* _What you are asked to do_
Pull out every row below that contains the word "block" and copy each one in full.
━━━ Information supplied
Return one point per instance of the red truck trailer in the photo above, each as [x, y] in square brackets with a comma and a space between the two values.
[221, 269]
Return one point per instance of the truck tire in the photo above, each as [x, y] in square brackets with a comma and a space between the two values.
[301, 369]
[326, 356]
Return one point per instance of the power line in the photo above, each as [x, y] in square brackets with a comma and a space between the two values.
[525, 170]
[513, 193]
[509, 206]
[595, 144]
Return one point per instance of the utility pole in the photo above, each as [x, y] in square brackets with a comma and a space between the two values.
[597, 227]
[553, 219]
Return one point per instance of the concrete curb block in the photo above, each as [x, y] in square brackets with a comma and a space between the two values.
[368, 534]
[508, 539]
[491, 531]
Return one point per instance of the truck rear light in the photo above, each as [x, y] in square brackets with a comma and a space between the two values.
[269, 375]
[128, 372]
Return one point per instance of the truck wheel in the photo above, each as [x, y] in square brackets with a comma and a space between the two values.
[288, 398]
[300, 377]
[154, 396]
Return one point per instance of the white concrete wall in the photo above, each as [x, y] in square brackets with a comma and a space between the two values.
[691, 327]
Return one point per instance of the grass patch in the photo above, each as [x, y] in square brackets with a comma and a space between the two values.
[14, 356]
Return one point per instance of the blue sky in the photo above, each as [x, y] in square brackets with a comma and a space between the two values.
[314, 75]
━━━━━━
━━━ Information supplied
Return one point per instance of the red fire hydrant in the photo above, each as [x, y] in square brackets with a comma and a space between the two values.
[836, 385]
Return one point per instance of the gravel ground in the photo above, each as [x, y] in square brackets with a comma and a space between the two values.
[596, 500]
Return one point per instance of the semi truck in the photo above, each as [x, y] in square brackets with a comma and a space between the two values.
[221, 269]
━━━━━━
* _Completed exercise_
Return one point per instance of the concrete curb block in the photo above, each as [x, y] in square brackets with a comma and a space between the two values.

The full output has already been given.